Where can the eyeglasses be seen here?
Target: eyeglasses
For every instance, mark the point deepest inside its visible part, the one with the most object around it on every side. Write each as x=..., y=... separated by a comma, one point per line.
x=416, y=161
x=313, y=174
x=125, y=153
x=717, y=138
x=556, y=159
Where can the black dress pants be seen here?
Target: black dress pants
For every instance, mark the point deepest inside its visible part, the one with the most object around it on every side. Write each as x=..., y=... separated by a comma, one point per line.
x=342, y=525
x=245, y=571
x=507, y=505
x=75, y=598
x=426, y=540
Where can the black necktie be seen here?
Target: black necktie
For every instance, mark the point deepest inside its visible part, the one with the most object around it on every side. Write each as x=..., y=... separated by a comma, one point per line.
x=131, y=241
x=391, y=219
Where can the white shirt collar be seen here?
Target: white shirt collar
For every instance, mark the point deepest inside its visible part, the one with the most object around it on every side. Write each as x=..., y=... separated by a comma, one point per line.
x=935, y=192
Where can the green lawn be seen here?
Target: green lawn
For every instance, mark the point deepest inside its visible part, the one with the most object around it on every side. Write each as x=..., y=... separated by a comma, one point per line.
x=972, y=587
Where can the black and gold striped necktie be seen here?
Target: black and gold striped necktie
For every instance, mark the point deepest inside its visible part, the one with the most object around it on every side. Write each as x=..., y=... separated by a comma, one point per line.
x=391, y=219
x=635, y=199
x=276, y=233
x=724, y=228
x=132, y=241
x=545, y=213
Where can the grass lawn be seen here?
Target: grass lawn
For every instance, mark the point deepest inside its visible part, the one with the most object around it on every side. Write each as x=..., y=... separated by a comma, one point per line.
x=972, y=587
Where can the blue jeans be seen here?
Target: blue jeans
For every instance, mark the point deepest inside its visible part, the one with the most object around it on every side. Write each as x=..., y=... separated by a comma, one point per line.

────────────────────

*WHAT THE TASK REQUIRES*
Generate an exact reproduction of all entries.

*TASK OUTPUT*
Where can the eyeglasses be seen here?
Target: eyeglasses
For every instance, mark the point deepest inside its visible part, the one with the most object around it on every side. Write each as x=..., y=... separated by a comma, one point per line.
x=416, y=161
x=313, y=174
x=125, y=153
x=717, y=138
x=556, y=159
Where can the black dress pants be seen here?
Target: black dress pants
For every instance, mark the point deepest inside its visible part, the one with the most object around it on every side. Write each as x=..., y=... separated by a comma, one point per line.
x=342, y=525
x=245, y=571
x=507, y=505
x=75, y=598
x=426, y=540
Where can the black necktie be seen here?
Target: black necktie
For every instance, mark the point deepest inside its visible part, the one with the most object around it on every side. Write each as x=..., y=... separated by a comma, one point per line.
x=131, y=241
x=391, y=219
Where can the white shirt collar be seen here?
Target: white shirt collar
For every instance, mark the point deepest inside its visible part, the one with the most object around it on every side. Write each as x=..., y=... separated by a comma, one point per line.
x=935, y=192
Where can the green lawn be seen here?
Target: green lawn
For every instance, mark the point deepest inside its visible part, the one with the most object around it on every side. Write each as x=..., y=... separated by a comma, one point per line.
x=972, y=587
Where can the black and gold striped necktie be seen here?
Target: black and gold striped necktie
For every instance, mark the point deepest inside its visible part, the one with the most object around it on every side. Write each as x=..., y=... separated by a comma, one point per line.
x=391, y=219
x=635, y=199
x=276, y=233
x=724, y=228
x=132, y=241
x=545, y=213
Where can the grass lawn be seen here?
Target: grass lawn
For every instance, mark the point deepest inside its visible part, the one with the most object around it on every side. Write each as x=..., y=... separated by a comma, one point per line.
x=972, y=587
Where can the blue jeans be seen here?
Target: blue jeans
For every instance, mark the point deepest inside its visible part, the one with the most object around it on every side. Write each as x=..., y=... separated by a comma, one point per line.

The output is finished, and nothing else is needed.